> RECORDS:
_ _ _ _ _

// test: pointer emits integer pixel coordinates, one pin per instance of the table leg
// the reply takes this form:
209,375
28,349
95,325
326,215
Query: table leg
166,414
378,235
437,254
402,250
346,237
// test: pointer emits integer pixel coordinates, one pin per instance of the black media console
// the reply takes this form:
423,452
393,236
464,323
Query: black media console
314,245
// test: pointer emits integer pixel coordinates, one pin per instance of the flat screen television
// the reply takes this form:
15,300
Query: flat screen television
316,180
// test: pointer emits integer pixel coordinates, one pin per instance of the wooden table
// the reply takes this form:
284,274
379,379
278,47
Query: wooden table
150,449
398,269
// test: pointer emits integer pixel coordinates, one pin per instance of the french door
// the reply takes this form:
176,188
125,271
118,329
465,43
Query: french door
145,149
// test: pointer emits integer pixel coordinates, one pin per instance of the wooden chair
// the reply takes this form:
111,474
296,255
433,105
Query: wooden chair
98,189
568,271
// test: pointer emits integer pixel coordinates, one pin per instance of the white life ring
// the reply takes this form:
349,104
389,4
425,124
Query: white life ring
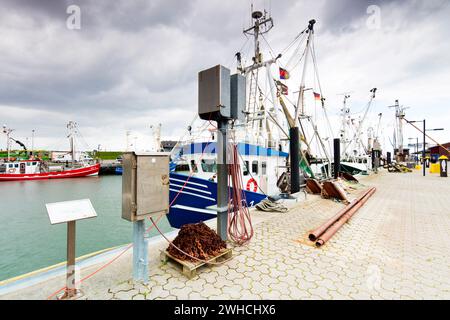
250,183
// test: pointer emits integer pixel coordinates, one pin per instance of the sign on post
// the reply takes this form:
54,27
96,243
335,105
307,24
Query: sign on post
69,212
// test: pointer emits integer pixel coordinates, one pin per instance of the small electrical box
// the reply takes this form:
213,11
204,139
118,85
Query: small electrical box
145,185
214,93
237,103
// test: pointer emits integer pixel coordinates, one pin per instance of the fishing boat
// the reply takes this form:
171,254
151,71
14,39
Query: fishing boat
34,168
262,139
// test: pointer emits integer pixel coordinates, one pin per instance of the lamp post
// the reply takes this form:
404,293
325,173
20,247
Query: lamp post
416,149
7,131
32,142
424,141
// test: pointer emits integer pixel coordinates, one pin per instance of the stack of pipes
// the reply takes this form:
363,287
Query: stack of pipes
323,233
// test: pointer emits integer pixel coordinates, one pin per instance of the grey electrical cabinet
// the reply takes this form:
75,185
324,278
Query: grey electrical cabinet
238,95
145,185
214,93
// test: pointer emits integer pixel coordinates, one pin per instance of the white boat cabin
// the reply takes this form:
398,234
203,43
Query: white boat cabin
20,167
260,167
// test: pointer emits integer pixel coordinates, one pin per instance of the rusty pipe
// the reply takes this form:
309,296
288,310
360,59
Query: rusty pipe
318,232
335,227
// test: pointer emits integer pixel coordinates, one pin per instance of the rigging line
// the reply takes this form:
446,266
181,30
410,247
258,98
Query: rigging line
271,51
298,62
421,131
295,54
293,41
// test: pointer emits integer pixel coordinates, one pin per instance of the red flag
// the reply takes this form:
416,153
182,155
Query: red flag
317,96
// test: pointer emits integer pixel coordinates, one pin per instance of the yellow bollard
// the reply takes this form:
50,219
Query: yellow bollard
435,168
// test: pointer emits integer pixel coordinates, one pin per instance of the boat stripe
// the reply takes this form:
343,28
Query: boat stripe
178,206
193,194
190,182
186,187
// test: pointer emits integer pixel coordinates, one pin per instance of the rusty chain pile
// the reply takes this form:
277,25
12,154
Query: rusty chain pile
197,240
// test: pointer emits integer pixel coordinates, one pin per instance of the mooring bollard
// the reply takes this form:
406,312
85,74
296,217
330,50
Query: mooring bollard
140,252
69,212
443,162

_ _ _ _ _

> TO DO: Reproduce all of the items above verbatim, omitting the pictures.

> ANSWER IN FULL:
// test: pointer emits integer pixel coordinates, one pin per instance of the table leg
// the reply takes this form:
209,375
28,349
95,325
326,215
Query: table leg
166,414
378,235
437,254
402,250
346,237
// test: pointer emits integer pixel coordinates, one pin per instance of the black media console
// the reply takes this form:
423,452
393,236
464,323
Query: black media console
314,245
// test: pointer emits integer pixel coordinates, one pin per instance of the flat screen television
// the reply takes this form:
15,300
Query: flat screen television
316,180
// test: pointer emits integer pixel coordinates, one pin per instance of the wooden table
// the reply takes this form:
284,274
379,379
278,47
Query: wooden table
150,449
398,269
// test: pointer emits integer pixel coordinates, one pin per instance of the french door
// the reply takes this form:
176,188
125,271
118,329
465,43
Query: french door
145,149
// test: pointer emits integer pixel coordinates, one pin per instance of the wooden chair
// the reply takes this form:
111,474
296,255
433,105
Query: wooden chair
98,189
568,271
// test: pointer emits integer pixel coordinates, one pin per instance of the white life ring
// the reply takes this form:
349,104
389,4
425,124
Query: white life ring
250,183
// test: pointer emits integer pixel coordinates, one pin per instance of the sign on post
// the reply takes this form:
54,27
96,243
335,105
307,24
Query: sign on post
69,212
// test: pointer emits integer pixel coordinates, one pin per instance of the small electrical box
// the reply takes this form:
213,11
204,139
118,85
Query: small electrical box
145,185
214,93
237,103
// test: pointer emits integer pixel coordinates, one pin per instance of the fishing boat
// the reply takes this form:
171,254
151,71
14,39
Query: fishing boat
34,168
262,139
// test: pointer emits integer pixel coordinates, one pin per instance of the lamp post
// the reply takes this form:
404,293
325,173
20,247
Query: lamp post
416,149
7,131
32,142
424,141
// test: pointer emits integer pixel coordinates, one pin per instance of the stack of pipes
// the reply takes this form:
363,287
Query: stack of pipes
323,233
// test: pointer emits integer pixel coordinates, one pin per instance of the grey electrical cabinet
// the reply takes this form:
75,185
324,278
Query: grey electrical cabinet
238,95
145,185
214,93
// test: pointer emits integer pixel coordinates, one pin per instance of the white boat cabin
// the reply takes this form:
398,234
203,43
Query: white boat cabin
20,167
260,167
// test: pointer emits integer pixel coordinates, one pin per instance of the rusty pipe
// the reply takes this form:
309,296
288,310
360,59
Query: rusty pipe
318,232
335,227
// test: pointer emits integer pixel coordinates, one pin per instance of the rigging line
// the reply takes this form:
446,266
181,30
410,247
258,98
Query: rigging line
271,51
298,62
421,131
295,54
293,41
// test: pointer emits integer pixel coordinates, one pin per instance of the red flag
// the reply takes this form:
416,153
182,155
Query: red flag
317,96
// test: pointer emits integer pixel coordinates, one pin per instance of the yellow bollard
// the reply takes this form:
50,219
Query: yellow bollard
435,168
// test: pointer emits integer pixel coordinates, one pin per instance of the boat stripe
// the reply takes this form:
343,28
Query: boat stripe
178,206
193,194
190,182
186,187
// test: pointer emits integer pixel coordinates, one pin per instance of the rusty chain pile
// the reply takes this form:
277,25
12,154
Query: rusty chain pile
197,240
// test: pointer emits integer pixel coordinates, one pin per instance of the mooring bollard
// the reply takes this form:
406,312
85,74
296,217
330,50
Query: mooring bollard
140,252
69,212
443,162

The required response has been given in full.